Problem statement ▸ From the line containing "Draw the outline of every instance of the red" onward, retype each line of the entries below exactly, last line included.

Given entries ▸
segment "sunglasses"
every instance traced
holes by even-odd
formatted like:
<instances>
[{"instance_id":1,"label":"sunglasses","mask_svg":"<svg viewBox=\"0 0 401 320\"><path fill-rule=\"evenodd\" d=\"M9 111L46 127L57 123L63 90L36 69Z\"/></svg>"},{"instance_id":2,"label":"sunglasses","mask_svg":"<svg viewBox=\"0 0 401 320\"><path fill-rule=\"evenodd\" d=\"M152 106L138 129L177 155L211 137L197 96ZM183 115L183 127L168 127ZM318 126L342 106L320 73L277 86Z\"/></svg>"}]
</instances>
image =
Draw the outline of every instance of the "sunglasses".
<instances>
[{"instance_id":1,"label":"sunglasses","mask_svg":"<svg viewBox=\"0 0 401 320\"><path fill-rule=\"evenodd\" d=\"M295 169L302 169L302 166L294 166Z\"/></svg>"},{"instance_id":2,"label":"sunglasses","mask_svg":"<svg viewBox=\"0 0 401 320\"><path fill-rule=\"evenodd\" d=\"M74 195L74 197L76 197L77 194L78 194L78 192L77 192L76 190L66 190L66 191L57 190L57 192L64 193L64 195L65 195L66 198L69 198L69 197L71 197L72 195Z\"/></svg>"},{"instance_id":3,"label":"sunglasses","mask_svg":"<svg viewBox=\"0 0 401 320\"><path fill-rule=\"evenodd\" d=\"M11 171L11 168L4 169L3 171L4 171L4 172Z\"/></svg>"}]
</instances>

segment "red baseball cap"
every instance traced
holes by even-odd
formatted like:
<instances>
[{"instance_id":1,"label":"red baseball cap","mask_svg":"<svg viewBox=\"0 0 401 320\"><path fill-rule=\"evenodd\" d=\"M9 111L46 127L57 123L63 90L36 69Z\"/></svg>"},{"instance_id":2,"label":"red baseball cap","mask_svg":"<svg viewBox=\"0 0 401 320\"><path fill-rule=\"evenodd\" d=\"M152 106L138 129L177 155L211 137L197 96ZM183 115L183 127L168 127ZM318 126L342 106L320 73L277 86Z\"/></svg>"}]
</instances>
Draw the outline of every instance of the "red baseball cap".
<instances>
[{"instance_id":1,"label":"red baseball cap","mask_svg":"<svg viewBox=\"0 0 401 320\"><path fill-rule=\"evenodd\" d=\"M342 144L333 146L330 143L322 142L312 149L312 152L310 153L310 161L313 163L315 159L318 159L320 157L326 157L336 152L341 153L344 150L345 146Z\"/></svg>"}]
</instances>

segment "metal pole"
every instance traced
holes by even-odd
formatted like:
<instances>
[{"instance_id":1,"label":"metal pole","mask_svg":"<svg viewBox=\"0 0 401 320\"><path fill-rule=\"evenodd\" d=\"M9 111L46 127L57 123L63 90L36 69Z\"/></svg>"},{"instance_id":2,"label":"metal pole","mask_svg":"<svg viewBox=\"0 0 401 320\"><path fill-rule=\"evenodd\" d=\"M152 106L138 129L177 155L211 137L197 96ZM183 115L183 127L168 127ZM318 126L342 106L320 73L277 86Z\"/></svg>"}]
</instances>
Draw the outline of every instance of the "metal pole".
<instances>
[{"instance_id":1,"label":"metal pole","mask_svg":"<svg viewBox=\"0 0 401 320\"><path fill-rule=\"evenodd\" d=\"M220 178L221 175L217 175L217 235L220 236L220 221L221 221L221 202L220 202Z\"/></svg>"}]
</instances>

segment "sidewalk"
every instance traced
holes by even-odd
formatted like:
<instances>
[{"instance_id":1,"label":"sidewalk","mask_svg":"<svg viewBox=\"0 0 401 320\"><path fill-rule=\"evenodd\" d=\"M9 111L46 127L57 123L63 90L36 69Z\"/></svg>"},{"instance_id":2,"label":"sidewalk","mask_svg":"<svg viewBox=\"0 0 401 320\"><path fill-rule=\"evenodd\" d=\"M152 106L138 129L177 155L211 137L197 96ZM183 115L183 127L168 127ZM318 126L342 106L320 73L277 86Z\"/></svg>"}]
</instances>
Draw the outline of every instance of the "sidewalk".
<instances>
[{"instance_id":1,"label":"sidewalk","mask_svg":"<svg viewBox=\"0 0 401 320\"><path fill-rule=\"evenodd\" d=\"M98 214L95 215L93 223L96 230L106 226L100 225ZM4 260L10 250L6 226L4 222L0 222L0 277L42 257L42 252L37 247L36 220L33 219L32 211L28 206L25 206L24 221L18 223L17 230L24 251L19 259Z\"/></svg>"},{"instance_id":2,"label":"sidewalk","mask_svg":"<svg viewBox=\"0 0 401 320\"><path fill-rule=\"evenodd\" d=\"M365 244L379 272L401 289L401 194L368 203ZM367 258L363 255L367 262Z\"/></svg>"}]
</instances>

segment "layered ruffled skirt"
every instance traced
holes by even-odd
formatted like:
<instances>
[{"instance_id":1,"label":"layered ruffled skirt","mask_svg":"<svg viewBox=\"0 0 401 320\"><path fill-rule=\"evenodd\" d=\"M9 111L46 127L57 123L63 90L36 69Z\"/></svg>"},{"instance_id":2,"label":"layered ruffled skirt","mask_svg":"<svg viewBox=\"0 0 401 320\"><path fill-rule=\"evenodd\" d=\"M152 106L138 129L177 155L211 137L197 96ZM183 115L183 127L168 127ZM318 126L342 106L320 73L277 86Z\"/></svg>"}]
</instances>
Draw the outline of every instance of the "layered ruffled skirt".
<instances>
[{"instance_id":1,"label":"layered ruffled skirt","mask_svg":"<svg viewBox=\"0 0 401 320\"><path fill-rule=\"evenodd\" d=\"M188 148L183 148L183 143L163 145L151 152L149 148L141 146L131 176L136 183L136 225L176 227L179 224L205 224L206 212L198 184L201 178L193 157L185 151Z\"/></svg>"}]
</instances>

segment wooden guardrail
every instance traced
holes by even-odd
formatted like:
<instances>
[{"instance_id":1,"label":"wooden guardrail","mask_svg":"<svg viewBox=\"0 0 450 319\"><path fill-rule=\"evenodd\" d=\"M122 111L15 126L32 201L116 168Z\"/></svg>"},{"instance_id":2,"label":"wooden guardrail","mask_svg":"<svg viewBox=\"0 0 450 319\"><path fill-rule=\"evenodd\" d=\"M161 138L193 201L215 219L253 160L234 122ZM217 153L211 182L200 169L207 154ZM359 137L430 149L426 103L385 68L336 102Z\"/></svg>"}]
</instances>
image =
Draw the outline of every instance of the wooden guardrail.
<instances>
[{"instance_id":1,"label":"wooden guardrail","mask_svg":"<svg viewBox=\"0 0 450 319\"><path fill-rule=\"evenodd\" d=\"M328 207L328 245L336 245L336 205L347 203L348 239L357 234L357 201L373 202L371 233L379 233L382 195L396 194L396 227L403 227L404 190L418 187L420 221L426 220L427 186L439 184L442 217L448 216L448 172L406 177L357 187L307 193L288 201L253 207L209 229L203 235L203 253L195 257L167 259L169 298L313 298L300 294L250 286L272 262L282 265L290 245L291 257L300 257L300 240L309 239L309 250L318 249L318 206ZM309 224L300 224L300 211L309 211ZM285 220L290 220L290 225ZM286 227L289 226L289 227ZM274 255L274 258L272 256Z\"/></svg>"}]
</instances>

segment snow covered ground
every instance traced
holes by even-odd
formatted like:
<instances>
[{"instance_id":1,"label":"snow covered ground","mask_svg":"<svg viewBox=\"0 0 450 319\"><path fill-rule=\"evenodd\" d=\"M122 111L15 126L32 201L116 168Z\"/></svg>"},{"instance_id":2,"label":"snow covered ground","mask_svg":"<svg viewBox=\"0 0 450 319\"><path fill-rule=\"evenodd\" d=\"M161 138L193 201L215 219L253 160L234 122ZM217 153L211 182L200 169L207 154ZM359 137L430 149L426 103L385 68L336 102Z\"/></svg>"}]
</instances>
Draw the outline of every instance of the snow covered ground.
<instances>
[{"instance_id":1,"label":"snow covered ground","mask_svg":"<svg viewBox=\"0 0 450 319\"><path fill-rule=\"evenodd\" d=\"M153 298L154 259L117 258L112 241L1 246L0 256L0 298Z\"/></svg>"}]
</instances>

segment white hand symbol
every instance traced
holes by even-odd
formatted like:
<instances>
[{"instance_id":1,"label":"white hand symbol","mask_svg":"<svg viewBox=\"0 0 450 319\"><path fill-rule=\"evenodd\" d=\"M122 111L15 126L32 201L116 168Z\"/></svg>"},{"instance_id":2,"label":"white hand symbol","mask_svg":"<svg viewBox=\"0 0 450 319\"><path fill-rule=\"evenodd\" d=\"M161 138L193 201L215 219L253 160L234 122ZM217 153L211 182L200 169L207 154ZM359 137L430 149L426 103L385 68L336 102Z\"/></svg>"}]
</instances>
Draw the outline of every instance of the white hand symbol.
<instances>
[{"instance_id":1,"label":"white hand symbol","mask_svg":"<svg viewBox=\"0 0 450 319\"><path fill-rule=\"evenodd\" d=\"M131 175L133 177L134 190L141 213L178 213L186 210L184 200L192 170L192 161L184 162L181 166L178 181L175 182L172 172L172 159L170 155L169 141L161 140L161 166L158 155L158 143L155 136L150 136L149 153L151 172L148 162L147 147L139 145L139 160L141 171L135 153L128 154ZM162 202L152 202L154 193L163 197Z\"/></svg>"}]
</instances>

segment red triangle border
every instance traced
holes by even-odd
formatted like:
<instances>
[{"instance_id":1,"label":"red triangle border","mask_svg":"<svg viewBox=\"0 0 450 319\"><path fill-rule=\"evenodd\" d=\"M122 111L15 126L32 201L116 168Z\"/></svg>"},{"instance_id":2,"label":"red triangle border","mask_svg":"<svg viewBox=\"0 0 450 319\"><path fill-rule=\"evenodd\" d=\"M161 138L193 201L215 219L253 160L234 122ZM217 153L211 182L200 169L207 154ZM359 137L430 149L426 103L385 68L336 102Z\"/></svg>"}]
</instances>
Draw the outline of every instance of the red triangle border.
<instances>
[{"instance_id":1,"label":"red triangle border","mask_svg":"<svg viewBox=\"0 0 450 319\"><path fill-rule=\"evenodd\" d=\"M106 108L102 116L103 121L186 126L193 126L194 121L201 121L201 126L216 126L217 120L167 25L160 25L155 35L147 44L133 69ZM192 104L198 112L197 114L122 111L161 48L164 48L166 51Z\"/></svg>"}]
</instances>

Your solution ▸
Draw the outline of every instance of the red triangle border.
<instances>
[{"instance_id":1,"label":"red triangle border","mask_svg":"<svg viewBox=\"0 0 450 319\"><path fill-rule=\"evenodd\" d=\"M106 108L102 116L103 121L186 126L193 126L194 121L201 121L201 126L216 126L217 120L167 25L160 25L155 35L147 44L133 69ZM192 104L198 112L197 114L122 111L161 48L164 48L166 51Z\"/></svg>"}]
</instances>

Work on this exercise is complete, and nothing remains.